Stored dataset items:
-- Begin --

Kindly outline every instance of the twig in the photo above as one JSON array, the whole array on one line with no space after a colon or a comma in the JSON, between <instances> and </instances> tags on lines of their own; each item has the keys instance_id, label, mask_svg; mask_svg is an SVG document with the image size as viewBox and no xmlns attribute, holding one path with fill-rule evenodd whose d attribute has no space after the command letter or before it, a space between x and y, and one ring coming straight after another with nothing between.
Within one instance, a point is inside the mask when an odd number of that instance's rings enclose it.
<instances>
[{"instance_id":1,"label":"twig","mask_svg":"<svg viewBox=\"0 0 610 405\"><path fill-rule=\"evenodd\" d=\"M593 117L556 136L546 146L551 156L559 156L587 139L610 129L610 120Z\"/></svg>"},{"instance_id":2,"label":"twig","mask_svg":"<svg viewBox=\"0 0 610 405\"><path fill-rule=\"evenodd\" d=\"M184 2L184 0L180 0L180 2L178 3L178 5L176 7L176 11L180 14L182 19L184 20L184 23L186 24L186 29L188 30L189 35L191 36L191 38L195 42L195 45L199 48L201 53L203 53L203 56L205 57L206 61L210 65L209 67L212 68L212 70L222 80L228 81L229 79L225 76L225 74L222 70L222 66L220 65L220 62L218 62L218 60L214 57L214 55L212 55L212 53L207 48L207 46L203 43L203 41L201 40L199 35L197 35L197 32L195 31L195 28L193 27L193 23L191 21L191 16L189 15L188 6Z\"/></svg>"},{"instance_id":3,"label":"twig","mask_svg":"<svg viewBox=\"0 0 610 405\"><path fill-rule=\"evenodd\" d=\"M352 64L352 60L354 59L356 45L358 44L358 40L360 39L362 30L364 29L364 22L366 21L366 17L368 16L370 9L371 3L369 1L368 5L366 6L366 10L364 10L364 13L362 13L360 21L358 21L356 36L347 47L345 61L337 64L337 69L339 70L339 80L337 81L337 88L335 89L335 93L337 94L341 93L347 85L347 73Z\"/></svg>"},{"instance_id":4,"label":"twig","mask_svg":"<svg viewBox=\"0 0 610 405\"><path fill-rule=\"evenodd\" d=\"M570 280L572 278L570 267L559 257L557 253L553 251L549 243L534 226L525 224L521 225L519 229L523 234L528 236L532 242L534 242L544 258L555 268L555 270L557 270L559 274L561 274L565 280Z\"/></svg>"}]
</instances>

-- End --

**Goal of the exercise:** Quote the listing in full, please, keeping every line exact.

**Result:**
Kindly outline every instance of the twig in the photo above as one JSON array, the whole array on one line with no space after a colon or a comma in the JSON, between <instances> and </instances> tags on lines of their own; each item has the keys instance_id, label, mask_svg; mask_svg is an SVG document with the image size as viewBox and no xmlns attribute, holding one path with fill-rule evenodd whose d attribute has no space after the command letter or before it, a space between x and y, and one ring coming straight after another with nothing between.
Within one instance, a point is inside the mask when an odd number of that instance's rings enclose it.
<instances>
[{"instance_id":1,"label":"twig","mask_svg":"<svg viewBox=\"0 0 610 405\"><path fill-rule=\"evenodd\" d=\"M593 117L556 136L546 146L551 156L559 156L587 139L610 129L610 120Z\"/></svg>"},{"instance_id":2,"label":"twig","mask_svg":"<svg viewBox=\"0 0 610 405\"><path fill-rule=\"evenodd\" d=\"M184 2L184 0L180 0L180 2L178 3L178 5L176 7L176 11L180 14L182 19L184 20L184 23L186 24L186 29L188 30L189 35L191 36L191 38L195 42L195 45L199 48L201 53L203 53L203 56L205 57L206 61L210 65L209 67L212 68L212 70L222 80L228 81L229 79L225 76L225 74L222 70L222 66L220 65L220 62L218 62L218 60L214 57L214 55L212 55L212 53L207 48L207 46L203 43L203 41L201 40L199 35L197 35L197 32L195 31L195 28L193 27L193 23L191 21L191 16L189 15L188 6Z\"/></svg>"},{"instance_id":3,"label":"twig","mask_svg":"<svg viewBox=\"0 0 610 405\"><path fill-rule=\"evenodd\" d=\"M352 64L352 60L354 59L356 45L358 44L358 40L360 39L362 30L364 29L364 22L366 21L366 17L368 16L370 9L371 3L369 1L368 5L366 6L366 10L364 10L364 13L362 13L360 21L358 21L356 36L347 47L345 61L337 64L337 69L339 70L339 80L337 81L337 88L335 89L335 93L337 94L341 93L347 85L347 73Z\"/></svg>"},{"instance_id":4,"label":"twig","mask_svg":"<svg viewBox=\"0 0 610 405\"><path fill-rule=\"evenodd\" d=\"M570 280L572 278L570 267L559 257L557 253L553 251L549 243L534 226L525 224L521 225L519 229L523 234L528 236L532 242L534 242L544 258L555 268L555 270L557 270L559 274L561 274L565 280Z\"/></svg>"}]
</instances>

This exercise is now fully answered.